⟨

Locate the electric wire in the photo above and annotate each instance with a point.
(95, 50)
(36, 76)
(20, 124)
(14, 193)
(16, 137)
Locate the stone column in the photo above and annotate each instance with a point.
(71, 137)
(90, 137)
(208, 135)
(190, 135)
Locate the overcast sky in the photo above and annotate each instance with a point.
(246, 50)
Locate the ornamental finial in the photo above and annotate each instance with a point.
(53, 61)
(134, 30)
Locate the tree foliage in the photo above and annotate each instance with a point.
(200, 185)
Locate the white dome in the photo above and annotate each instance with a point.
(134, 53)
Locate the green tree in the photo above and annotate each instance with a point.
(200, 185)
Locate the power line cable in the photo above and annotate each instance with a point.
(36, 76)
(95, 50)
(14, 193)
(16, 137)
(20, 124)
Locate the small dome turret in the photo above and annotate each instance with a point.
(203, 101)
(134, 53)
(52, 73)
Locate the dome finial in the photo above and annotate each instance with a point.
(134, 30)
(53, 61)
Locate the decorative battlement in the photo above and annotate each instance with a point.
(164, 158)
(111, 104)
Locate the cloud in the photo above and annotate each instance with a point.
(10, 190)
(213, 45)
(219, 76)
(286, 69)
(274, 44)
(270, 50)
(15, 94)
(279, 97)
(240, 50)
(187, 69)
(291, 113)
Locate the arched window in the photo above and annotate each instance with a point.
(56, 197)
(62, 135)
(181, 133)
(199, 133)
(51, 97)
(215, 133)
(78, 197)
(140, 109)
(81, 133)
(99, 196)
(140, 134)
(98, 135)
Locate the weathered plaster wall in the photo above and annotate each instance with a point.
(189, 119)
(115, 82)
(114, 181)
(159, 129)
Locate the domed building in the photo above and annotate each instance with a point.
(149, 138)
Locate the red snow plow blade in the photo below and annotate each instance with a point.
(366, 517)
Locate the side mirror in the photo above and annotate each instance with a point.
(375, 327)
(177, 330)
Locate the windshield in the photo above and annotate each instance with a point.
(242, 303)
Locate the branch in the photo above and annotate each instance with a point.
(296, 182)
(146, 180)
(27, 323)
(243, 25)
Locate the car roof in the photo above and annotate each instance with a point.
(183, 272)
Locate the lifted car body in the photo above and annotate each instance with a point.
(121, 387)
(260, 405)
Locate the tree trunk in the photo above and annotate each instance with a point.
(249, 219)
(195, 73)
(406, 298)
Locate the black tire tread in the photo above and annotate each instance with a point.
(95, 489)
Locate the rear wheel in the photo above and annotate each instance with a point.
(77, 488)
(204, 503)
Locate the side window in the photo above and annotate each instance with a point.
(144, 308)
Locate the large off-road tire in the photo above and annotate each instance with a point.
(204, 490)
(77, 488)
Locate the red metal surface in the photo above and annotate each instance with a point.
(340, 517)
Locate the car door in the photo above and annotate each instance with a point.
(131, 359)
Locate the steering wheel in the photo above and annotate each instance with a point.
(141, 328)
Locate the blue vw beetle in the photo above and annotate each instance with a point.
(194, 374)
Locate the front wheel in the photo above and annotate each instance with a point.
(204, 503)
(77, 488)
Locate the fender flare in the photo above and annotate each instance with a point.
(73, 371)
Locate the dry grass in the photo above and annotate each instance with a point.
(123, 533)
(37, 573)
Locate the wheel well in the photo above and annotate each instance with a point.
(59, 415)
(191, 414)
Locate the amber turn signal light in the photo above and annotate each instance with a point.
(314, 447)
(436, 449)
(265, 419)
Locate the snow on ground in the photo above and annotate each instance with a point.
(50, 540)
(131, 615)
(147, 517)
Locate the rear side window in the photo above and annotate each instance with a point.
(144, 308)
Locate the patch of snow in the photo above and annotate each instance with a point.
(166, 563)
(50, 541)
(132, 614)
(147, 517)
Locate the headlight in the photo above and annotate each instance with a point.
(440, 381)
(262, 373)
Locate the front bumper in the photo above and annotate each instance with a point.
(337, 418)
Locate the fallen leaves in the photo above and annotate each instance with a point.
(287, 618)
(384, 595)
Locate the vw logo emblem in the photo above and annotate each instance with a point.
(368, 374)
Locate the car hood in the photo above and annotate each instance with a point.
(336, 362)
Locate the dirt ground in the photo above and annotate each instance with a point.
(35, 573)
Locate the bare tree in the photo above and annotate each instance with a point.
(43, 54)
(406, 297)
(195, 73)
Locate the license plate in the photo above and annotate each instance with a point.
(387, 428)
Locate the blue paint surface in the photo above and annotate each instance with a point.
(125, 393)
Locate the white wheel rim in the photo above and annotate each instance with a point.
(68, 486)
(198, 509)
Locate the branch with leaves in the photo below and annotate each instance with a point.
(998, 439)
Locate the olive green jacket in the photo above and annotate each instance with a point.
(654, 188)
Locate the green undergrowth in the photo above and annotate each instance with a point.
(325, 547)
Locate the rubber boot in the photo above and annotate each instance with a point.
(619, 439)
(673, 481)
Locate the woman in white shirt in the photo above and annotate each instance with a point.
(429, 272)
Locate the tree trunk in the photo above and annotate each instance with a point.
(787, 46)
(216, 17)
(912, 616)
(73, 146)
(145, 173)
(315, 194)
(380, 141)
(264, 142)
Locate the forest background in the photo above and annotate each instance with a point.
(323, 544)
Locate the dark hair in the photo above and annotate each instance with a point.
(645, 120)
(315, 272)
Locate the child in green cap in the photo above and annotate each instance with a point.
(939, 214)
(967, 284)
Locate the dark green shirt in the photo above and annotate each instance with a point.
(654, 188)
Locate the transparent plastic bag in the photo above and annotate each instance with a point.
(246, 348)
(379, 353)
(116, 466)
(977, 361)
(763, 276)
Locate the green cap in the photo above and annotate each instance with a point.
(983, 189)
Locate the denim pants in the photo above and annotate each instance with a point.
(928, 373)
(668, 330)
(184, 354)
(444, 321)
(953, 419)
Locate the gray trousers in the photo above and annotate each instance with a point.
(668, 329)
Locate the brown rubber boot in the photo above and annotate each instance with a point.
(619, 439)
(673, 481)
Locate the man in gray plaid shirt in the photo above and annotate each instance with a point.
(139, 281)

⟩

WHAT YOU HAVE TO DO
Retype every entry word for word.

EXPECTED ANSWER
Locate the electric wire in the photo above and annotate each instance with a point.
(95, 50)
(36, 76)
(20, 124)
(14, 193)
(16, 137)
Locate the stone column in the photo above and annotate each instance with a point.
(71, 137)
(90, 137)
(208, 135)
(190, 135)
Locate the overcast sky in the photo above and annotate each instance with a point.
(246, 50)
Locate the ornamental finial in the photo above and annotate each instance with a point.
(53, 61)
(134, 30)
Locate the tree foliage in the photo above and annotate each instance with a point.
(200, 185)
Locate the white dome in the photo above and annotate each instance with a point.
(134, 53)
Locate the green tree in the photo above and annotate each instance with a point.
(200, 185)
Locate the power line cable in the photo above and annotate each instance with a point.
(36, 76)
(95, 50)
(14, 193)
(16, 137)
(20, 124)
Locate the small dome turret in the photo above and annotate each instance with a point.
(203, 101)
(134, 53)
(52, 73)
Locate the dome finial in the photo above and annotate each instance with a point.
(134, 30)
(53, 61)
Locate the decorative battlement in the photo above and annotate each instance with a point.
(164, 158)
(111, 104)
Locate the cloud in the photo above and annotate each instance with a point.
(10, 190)
(213, 45)
(219, 76)
(286, 69)
(274, 44)
(270, 50)
(15, 94)
(279, 97)
(240, 50)
(187, 69)
(291, 113)
Locate the arched window in the photo above and annotate each instance with a point.
(56, 197)
(62, 135)
(181, 133)
(199, 133)
(51, 97)
(215, 133)
(78, 197)
(140, 109)
(81, 133)
(99, 196)
(140, 134)
(98, 135)
Locate the weathered plaster wall in the photo above and annotate each instance with a point.
(189, 119)
(115, 82)
(114, 181)
(159, 129)
Locate the domed building in the photo above and annotate each instance with a point.
(149, 138)
Locate the red snow plow blade in the photo below and annotate each instance with a point.
(366, 517)
Locate the side mirror in the photo above and annotate each instance with a point.
(375, 327)
(177, 330)
Locate the windshield in the photo above and annotate each instance with a point.
(242, 303)
Locate the branch in the photo above and annotate each instance with a point.
(296, 182)
(146, 180)
(27, 323)
(243, 25)
Locate the car roof in the photo above and annotate each instance with a point.
(183, 272)
Locate the lifted car body in the photo above and annotate each instance with a point.
(121, 387)
(260, 405)
Locate the tree trunk in the photo above and annotate each instance with a point.
(249, 219)
(195, 73)
(406, 298)
Locate the black tire tread in the photo above and annotate each instance with a point.
(95, 489)
Locate the rear wheel in the photo above and annotate each instance with a point.
(77, 488)
(204, 503)
Locate the side window in the photo above and annotate each instance with a point.
(144, 308)
Locate the large off-road tire in the photo above and annotate each instance with a point.
(204, 490)
(77, 488)
Locate the red metal surface in the photo above and annotate each instance with a point.
(340, 517)
Locate the car door in the photo above and annotate each instance with a point.
(131, 359)
Locate the steering wheel in the photo above and annotate each instance with a point.
(141, 328)
Locate the blue vw beetle in the photo above and annotate each instance with a point.
(194, 374)
Locate the front wheel in the photo above and annotate each instance with a point.
(204, 503)
(77, 488)
Locate the fender flare in the photo above and annotate each instance with a point.
(73, 371)
Locate the dry grass in the photo above and annotate each instance with a point.
(123, 533)
(37, 573)
Locate the wheel well in the photo above and annotate each instance with a point.
(59, 415)
(191, 414)
Locate the amber turn signal light in the photo above and annotate each instance with a point.
(314, 447)
(436, 449)
(265, 419)
Locate the snow on ground in the photo above and annotate each instance with a point.
(50, 540)
(131, 615)
(147, 517)
Locate the rear side window in the photo above and annotate each instance with a point.
(144, 308)
Locate the patch of snow in the photo above and annotate each instance with a point.
(166, 563)
(50, 541)
(132, 614)
(147, 517)
Locate the headlight in the photo above and annotate each instance with a point.
(440, 381)
(262, 373)
Locate the front bumper in the photo above and annotate each instance with a point.
(337, 418)
Locate the fallen leaves in the photo above and annotate each instance with a point.
(287, 618)
(384, 595)
Locate the vw logo emblem in the photo above and annotate each instance with a point.
(368, 374)
Locate the car hood in the photo above and annotate each instance with a point.
(336, 362)
Locate the dirt ground in the photo above and annotate each instance with a point.
(35, 573)
Locate the bare tree in the photo above and annotate each instance with a point.
(43, 54)
(406, 297)
(195, 73)
Locate the license plate in the photo above and annotate each instance with a point.
(387, 428)
Locate the blue paint surface in the photo above and annotate each instance with a point.
(125, 393)
Locate the white wheel rim in the photo above and annotate each instance with a point.
(68, 486)
(198, 509)
Locate the branch with leaves in the photo below and annotate each instance with a point.
(998, 439)
Locate the olive green jacket in the photo above and annotate each instance with a point.
(654, 188)
Locate the green undergrowth in the photo above and annotate each instance with a point.
(325, 547)
Locate the rubber boot in the photo above and annotate each instance with a point.
(619, 439)
(673, 481)
Locate the woman in white shirt in the photo above and annotate each instance with a point.
(429, 272)
Locate the tree trunk in the photo above and annotate each instance with a point.
(787, 46)
(216, 17)
(912, 616)
(73, 146)
(145, 173)
(315, 194)
(380, 141)
(264, 142)
Locate the forest background in the photo above and annotate each instance with a point.
(323, 544)
Locate the dark hair in the photo above and annotate each instance with a point.
(645, 120)
(315, 272)
Locate the child in green cap in the photo above and annotate each instance with a point.
(939, 214)
(967, 284)
Locate the dark green shirt in the photo above and annotate each instance with a point.
(654, 188)
Locate the transparent plastic bag in the photo above and annotate each instance with a point.
(246, 348)
(379, 353)
(116, 466)
(977, 361)
(763, 276)
Locate the green cap in the photo above and annotate each instance with a point.
(983, 189)
Locate the denim pants in the photo above and annotate each instance with a point.
(928, 373)
(668, 330)
(184, 354)
(444, 321)
(953, 419)
Locate the gray trousers in the photo above and annotate each instance with a point.
(668, 329)
Locate the brown rubber boot in the photo above and annotate each instance with a point.
(619, 439)
(673, 481)
Locate the man in gray plaid shirt in the photo above and annotate each instance with a point.
(139, 281)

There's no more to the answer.